## WHAT IS NEEDED:
Write out the stretch of lines below that begins at the line with "Target: staircase" and ends at the line with "Target: blue sky", including both, exactly as given and nothing more.
Top of MATERIAL SHOWN
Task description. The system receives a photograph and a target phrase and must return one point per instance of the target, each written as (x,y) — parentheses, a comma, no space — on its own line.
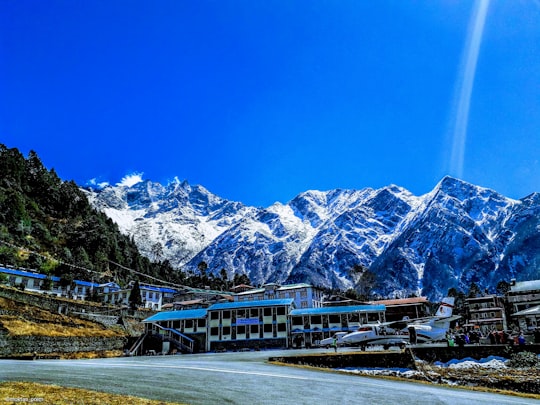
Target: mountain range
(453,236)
Bottom of MATERIAL SHOWN
Top of MATERIAL SHOWN
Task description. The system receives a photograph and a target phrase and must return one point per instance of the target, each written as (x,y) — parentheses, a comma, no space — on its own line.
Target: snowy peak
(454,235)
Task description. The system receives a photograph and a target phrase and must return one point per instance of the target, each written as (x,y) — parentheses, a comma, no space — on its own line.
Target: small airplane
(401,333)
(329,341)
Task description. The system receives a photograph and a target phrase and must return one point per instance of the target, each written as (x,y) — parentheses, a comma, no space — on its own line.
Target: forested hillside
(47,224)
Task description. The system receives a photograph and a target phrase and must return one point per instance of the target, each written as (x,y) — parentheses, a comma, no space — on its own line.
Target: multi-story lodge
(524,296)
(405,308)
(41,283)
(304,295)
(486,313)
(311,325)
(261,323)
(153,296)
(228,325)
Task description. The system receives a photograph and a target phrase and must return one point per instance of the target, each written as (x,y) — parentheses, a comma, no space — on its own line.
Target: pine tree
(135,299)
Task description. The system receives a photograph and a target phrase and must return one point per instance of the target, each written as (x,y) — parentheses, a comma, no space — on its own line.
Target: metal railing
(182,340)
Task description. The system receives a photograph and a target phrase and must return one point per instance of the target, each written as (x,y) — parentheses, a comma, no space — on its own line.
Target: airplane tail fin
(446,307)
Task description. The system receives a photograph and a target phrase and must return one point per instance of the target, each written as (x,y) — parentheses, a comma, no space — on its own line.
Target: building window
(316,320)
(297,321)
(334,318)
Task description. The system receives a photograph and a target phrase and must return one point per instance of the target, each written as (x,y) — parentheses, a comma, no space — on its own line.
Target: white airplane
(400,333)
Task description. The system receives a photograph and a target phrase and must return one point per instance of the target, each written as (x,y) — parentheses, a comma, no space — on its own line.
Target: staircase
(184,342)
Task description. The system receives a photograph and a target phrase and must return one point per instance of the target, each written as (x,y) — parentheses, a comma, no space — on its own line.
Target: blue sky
Bottom of MATERIAL SHOWN
## RESPONSE BOX:
Target: staircase
(184,342)
Task description. The system receives a photograph and a target phrase and must return one point per instance of the target, each written as (x,y) — parentheses, a comma, no space — on its own line.
Target: blue sky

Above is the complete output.